When we whittle early intervention down to its core, I think it’s all about interactions. Interactions between the child and caregiver, first and foremost…interactions between the child and the environment (toys, sofa cushions, spoons and cups, buttons on the TV remote, the family dog)…interactions between the EI practitioner and caregiver that facilitate positive interactions with the child in the natural environment. See where I’m going here? It’s all related to positive, reciprocal, contingent interactions.

Translating our Super Powers

The Division for Early Childhood (DEC) Recommended Practices provide our field with a list of five interaction practices that we can use to “promote specific child outcomes” (p 14) when working with families. As early interventionists, we often have super powers related at using these practices – we know how to use our voices and language to engage children, how to observe behavior and encourage reciprocal communication, and how to help children sustain interactions and respond to the environment. Our use of our super powers won’t ever be enough, though. We have to use what we know to help others interact with the child in ways that boost development and learning. When caregivers use recommended practices for interaction, the child has more opportunities to develop social skills, communication, cognition, and independence throughout the day. Those daily interactions are what really matter.

Helping Caregivers Use the DEC Interaction Practices

Let’s consider the first three practices, which focus on promoting social and communicative interactions.

INT1. Practitioners promote the child’s social-emotional development by observing, interpreting, and responding contingently to the range of the child’s emotional expressions.

Early interventionists are great resources for caregivers in helping them observe and interpret their child’s behavior. This is especially helpful with children who communicate in ways that are harder to understand, such as children who may have autism or those with multiple disabilities. The interventionist can help the caregiver notice the child’s attempts to engage and communicate. Then, they can figure out how the caregiver can respond in ways that help the child learn the benefits of engaging others.

Example: An educator sees a child’s tendency to stroke his mother’s hair as an attempt to engage the mother and feel close to her. The mother originally found the “hair pulling” slightly annoying, but when she sees the possibility that it represents affection from her child, she can respond to the child with a warm smile and voice, encouraging rather than discouraging the interaction.

INT2. Practitioners promote the child’s social development by encouraging the child to initiate or sustain positive interactions with other children and adults during routines and activities through modeling, teaching, feedback, or other types of guided support.

Early interventionists can help caregivers seek out opportunities for the child to interact by observing typical routines, especially those that the caregiver and child enjoy together. By asking the caregiver open-ended questions (“What makes your child laugh? What do you like to do together? When do you do to spend time together? What would you like to do together?), the interventionist can identify activities to target for intervention.

Example: An occupational therapist (OT) observes the morning dressing routine, during which a mother plays peek-a-boo and tickle games with her infant. The OT coaches the mother to use an expectant look and extra wait time to facilitate her child’s engagement and teach her child how to take turns, make sounds, and perhaps pull the blanket from the mother’s face to keep the game going.
---+---
Required action A:
Update the stretch of the early intervention text from "Helping Caregivers Use" through "child’s emotional expressions.", replacing "emotional expressions" with "feelings".
Required action B:
Write the next part of the early intervention text, starting after its final sentence.
---+---
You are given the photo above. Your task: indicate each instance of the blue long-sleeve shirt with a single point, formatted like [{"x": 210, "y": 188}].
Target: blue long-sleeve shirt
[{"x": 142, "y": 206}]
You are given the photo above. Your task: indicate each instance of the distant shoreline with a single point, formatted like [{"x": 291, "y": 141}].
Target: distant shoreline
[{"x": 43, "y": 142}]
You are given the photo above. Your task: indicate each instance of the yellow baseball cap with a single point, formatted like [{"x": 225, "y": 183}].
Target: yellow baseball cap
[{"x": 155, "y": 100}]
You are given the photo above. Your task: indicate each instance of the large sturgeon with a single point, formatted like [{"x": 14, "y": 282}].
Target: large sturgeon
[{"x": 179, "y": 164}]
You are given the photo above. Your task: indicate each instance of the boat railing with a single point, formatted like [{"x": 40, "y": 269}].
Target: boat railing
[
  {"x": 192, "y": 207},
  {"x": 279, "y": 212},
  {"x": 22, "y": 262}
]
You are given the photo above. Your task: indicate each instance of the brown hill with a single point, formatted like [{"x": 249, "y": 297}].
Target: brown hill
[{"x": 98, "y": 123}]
---+---
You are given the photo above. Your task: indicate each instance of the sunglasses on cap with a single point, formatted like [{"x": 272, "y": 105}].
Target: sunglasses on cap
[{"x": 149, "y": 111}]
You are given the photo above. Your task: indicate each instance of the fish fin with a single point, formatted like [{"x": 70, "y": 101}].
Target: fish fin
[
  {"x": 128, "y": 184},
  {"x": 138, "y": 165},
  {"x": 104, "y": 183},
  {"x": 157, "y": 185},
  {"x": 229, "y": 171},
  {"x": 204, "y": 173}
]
---+---
Written response A:
Helping Caregivers Use the DEC Interaction Practices

Let’s consider the first three practices, which focus on promoting social and communicative interactions.

INT1. Practitioners promote the child’s social-emotional development by observing, interpreting, and responding contingently to the range of the child’s feelings.

Written response B:
INT3. Practitioners promote the child’s communication development by observing, interpreting, responding contingently, and providing natural consequences for the child’s verbal and non-verbal communication and by using language to label and expand on the child’s requests, needs, preferences, or interests.

Rather than being the communication partner for the child for most of the visit, the interventionist can coach the caregiver in how to respond contingently, use words that are just above the child’s language level, and expand on what the child says. This works well during play and other routines.

Example: A speech-language pathologist coaches a father in how to expand a child’s gestural request for his cup to be filled with water. The child hands his cup to his father and walks away. Through modeling and practicing simple prompts, the father can learn to label the child’s request (“More water?”), hold the cup up near his own mouth to draw the child’s attention to the word being said, and wait before meeting the need so that the child has a chance to imitate the model. The father and child can then practice this interaction whenever this request is made, which is likely to be often – more often than if the therapist used this strategy 2-3 times on a single visit.

These are just a few examples of how we can implement the Interaction Recommended Practices through the caregiver-child interaction.  Our knowledge of how to facilitate interactions can translate into the strategies we share and practice with families. Using those parent-interventionist interactions to facilitate parent-child interactions in natural environments – that’s what it’s all about!

Next week, we’ll continue this discussion by looking at the next two practices, which focus on facilitating cognitive skills. In the meantime:

Why is it important that early interventionists translate these practices for use with families?

How have you use these practices on visits? With child care providers?

Share your thoughts and examples of implementing these practices by leaving a comment below!


To read more about how to implement other DEC Recommended Practices, be sure to check out the rest of this series by searching for “DEC Recommended Practices” using the search feature at the top of the page.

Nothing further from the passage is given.